== WHAT THE TASK ASKS ==
Rewrite every line below from the line containing "Target: blue pouch bag" through the end of the data entries, both ends included. Rescale each answer coordinate by multiplying it by 1.7 and rounding to the nearest whole number, with halves rounded up.

(Data entries)

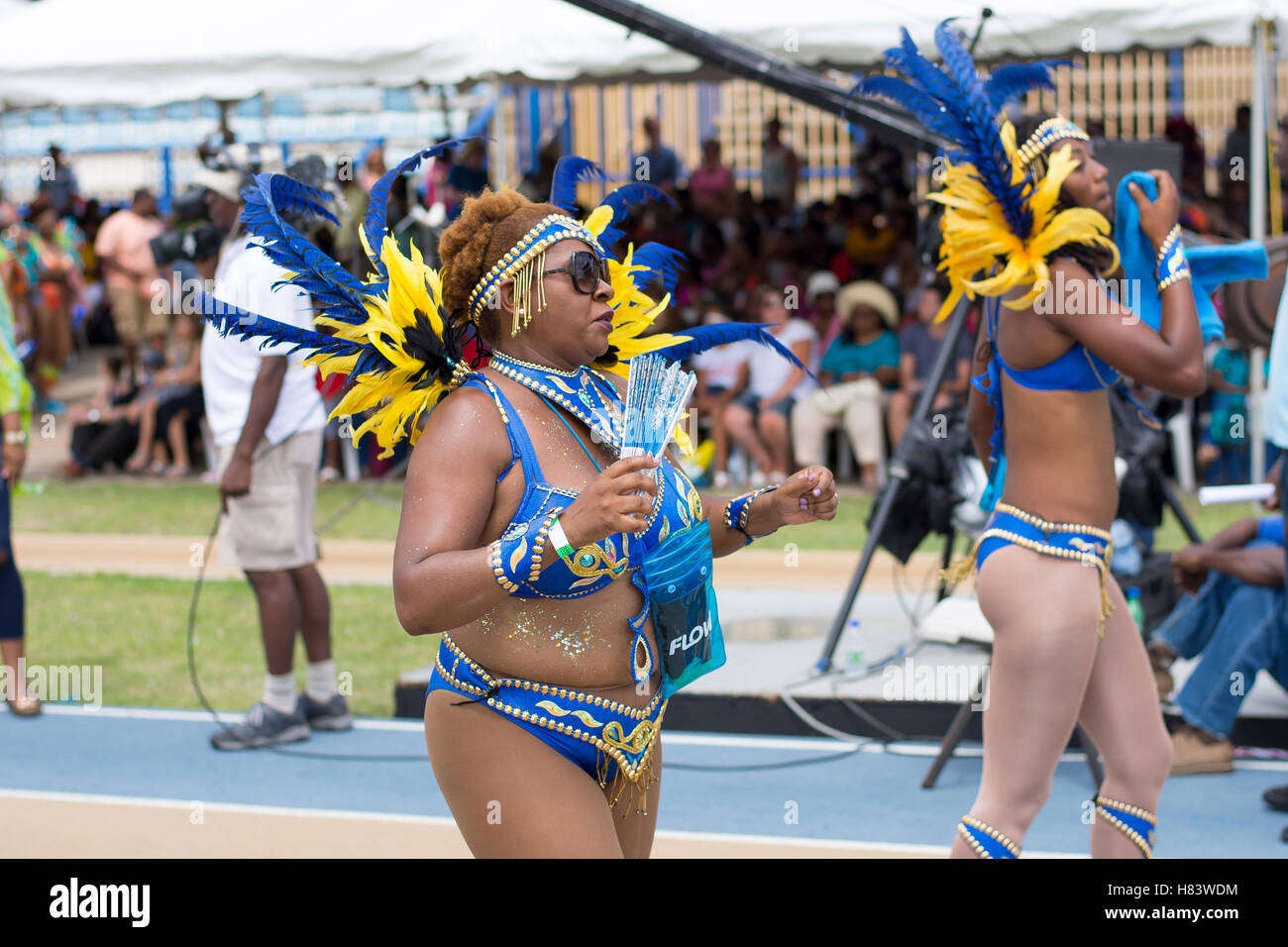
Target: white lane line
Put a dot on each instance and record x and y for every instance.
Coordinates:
(673, 737)
(295, 812)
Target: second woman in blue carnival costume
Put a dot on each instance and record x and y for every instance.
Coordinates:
(1025, 230)
(522, 530)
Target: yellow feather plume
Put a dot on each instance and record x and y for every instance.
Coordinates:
(977, 236)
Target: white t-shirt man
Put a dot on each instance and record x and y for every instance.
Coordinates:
(245, 278)
(721, 364)
(767, 368)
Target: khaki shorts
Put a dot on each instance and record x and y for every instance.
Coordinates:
(133, 316)
(270, 528)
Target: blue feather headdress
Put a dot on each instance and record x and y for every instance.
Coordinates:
(1001, 219)
(393, 335)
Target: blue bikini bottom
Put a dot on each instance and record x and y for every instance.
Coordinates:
(612, 742)
(1074, 541)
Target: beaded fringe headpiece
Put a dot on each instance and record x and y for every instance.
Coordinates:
(1031, 154)
(524, 262)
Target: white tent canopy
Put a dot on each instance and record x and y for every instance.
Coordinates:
(155, 52)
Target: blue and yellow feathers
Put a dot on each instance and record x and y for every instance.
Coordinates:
(391, 334)
(1000, 222)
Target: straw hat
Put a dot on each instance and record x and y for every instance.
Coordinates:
(871, 294)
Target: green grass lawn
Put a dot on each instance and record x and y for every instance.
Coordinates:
(136, 629)
(188, 509)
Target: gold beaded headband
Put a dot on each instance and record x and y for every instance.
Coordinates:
(524, 262)
(1054, 129)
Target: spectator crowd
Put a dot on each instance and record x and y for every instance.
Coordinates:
(840, 281)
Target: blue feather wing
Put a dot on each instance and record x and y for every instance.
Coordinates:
(288, 195)
(661, 261)
(331, 287)
(703, 338)
(231, 320)
(621, 200)
(922, 106)
(909, 59)
(1016, 78)
(377, 200)
(563, 183)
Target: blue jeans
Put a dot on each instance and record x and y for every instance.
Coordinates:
(1239, 629)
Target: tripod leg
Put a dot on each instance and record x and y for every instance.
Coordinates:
(951, 740)
(947, 561)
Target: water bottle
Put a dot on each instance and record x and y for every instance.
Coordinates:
(851, 647)
(1136, 607)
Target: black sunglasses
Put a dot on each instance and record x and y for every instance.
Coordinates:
(587, 269)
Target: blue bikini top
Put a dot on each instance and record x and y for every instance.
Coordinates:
(1077, 369)
(592, 566)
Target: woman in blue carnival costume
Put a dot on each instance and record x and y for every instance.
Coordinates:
(1025, 228)
(522, 531)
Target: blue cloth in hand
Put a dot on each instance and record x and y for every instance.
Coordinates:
(1210, 265)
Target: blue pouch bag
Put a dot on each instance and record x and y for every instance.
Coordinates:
(683, 602)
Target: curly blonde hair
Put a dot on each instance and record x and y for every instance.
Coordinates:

== RESPONSE TO THIS TASK ==
Target: blue pouch bag
Put a dot on each instance and record x and y for every instance.
Coordinates:
(1161, 1023)
Target: curly blonde hair
Put a dot on each instance and record x and y for every instance.
Coordinates:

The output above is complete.